_Extracted information_:
>>>>
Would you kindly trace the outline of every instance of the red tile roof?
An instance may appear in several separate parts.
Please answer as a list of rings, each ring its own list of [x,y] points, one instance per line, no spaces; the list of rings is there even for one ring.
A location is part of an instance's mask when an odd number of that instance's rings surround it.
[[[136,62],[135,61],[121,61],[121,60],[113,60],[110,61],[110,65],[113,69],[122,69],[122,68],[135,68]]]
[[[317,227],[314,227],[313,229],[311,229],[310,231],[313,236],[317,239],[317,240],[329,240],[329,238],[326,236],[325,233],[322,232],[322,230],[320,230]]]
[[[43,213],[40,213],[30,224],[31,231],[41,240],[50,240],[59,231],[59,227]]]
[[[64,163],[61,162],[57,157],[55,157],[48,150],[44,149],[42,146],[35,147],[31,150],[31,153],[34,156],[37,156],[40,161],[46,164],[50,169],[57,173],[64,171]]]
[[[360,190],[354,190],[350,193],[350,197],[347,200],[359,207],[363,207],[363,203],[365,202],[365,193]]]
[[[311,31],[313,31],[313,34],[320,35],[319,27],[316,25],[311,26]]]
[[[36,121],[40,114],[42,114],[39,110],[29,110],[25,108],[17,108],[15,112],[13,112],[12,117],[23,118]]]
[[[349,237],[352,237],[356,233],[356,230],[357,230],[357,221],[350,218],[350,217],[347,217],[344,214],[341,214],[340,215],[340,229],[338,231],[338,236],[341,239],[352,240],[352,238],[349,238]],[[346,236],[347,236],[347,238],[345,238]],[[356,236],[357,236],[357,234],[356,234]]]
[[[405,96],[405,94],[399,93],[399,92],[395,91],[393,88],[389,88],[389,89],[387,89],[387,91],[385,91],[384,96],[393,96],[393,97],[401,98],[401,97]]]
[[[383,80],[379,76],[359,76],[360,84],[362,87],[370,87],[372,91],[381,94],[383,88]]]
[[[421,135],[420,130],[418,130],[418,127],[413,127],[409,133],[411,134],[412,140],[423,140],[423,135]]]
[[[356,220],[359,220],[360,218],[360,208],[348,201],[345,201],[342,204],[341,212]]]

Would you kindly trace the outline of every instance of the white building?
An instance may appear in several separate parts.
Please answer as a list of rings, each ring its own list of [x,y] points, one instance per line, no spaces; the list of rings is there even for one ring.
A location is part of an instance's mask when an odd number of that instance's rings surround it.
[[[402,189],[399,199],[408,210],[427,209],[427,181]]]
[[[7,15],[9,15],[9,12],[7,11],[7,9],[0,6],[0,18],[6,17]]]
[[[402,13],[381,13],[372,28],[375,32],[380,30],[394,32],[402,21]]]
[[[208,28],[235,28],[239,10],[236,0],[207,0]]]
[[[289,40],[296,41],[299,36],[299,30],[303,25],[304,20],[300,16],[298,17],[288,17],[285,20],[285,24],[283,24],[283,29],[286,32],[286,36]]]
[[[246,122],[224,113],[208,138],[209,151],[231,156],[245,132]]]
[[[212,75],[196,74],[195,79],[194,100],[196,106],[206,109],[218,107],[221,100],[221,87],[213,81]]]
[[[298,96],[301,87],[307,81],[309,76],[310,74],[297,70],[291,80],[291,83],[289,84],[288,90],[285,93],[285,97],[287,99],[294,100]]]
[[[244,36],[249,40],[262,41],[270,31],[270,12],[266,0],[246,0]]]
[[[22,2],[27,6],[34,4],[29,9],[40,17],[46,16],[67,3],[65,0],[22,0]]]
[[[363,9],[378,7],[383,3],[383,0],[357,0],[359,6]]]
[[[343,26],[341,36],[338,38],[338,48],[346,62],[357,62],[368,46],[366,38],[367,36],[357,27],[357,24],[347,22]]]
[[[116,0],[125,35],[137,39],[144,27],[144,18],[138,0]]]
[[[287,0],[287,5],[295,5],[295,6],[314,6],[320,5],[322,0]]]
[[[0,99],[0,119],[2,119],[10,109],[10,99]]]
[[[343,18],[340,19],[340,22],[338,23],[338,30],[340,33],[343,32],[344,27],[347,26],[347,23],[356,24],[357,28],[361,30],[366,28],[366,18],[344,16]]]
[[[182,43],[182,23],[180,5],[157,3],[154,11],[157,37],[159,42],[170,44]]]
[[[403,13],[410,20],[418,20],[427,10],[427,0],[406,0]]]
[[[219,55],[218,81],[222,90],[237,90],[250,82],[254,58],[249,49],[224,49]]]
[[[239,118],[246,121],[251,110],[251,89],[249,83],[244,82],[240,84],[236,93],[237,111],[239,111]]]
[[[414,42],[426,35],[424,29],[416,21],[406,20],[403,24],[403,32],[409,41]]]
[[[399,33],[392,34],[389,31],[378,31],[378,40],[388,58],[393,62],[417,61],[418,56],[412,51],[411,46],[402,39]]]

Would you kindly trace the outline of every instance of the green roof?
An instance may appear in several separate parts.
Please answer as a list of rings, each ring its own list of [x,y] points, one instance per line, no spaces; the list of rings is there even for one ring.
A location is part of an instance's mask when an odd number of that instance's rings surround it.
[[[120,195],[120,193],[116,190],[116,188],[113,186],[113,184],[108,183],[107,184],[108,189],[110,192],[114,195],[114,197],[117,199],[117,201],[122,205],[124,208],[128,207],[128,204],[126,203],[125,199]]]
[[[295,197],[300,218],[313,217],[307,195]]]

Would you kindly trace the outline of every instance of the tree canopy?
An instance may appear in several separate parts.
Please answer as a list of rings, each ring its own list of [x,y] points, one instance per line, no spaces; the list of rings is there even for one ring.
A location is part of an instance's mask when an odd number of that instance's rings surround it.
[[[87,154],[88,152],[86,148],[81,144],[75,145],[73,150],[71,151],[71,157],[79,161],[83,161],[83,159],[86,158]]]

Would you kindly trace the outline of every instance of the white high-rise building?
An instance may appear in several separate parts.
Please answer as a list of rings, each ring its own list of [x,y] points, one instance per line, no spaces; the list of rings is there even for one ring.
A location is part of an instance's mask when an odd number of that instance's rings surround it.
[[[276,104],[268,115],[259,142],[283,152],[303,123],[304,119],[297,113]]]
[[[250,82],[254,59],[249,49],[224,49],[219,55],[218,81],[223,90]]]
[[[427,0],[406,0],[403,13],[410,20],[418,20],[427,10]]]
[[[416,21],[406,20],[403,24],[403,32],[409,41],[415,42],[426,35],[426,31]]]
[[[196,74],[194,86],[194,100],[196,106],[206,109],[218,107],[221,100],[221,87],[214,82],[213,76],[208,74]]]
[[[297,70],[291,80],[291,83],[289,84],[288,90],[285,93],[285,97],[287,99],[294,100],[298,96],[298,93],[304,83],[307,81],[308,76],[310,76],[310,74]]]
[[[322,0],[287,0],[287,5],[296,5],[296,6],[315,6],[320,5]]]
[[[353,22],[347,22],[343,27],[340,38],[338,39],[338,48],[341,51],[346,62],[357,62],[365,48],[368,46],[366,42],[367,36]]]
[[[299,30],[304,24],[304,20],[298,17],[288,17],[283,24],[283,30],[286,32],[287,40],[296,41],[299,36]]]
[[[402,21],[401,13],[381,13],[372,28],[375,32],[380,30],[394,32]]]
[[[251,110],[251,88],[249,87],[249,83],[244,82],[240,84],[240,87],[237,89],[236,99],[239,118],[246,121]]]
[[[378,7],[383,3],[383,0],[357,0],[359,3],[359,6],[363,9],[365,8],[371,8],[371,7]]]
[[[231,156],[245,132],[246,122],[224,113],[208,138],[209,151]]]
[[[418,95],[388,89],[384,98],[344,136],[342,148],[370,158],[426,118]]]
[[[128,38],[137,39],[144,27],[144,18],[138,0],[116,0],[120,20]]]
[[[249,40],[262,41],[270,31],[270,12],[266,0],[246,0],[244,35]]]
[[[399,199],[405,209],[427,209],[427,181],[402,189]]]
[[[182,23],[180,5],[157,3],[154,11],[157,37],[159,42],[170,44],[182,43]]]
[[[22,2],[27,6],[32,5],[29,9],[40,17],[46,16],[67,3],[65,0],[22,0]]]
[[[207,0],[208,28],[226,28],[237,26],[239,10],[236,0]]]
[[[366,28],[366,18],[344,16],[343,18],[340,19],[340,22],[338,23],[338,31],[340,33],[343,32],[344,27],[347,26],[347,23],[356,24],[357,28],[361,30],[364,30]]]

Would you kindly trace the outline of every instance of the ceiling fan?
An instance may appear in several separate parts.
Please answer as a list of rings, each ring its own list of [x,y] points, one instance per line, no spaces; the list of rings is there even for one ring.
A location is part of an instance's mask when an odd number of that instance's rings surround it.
<<<<
_Task details_: Go through the data above and copy each line in which "white" appears.

_Written reply_:
Would you kindly trace the outline of every instance of the white building?
Would you kindly trace the outline of every instance of the white high-rise building?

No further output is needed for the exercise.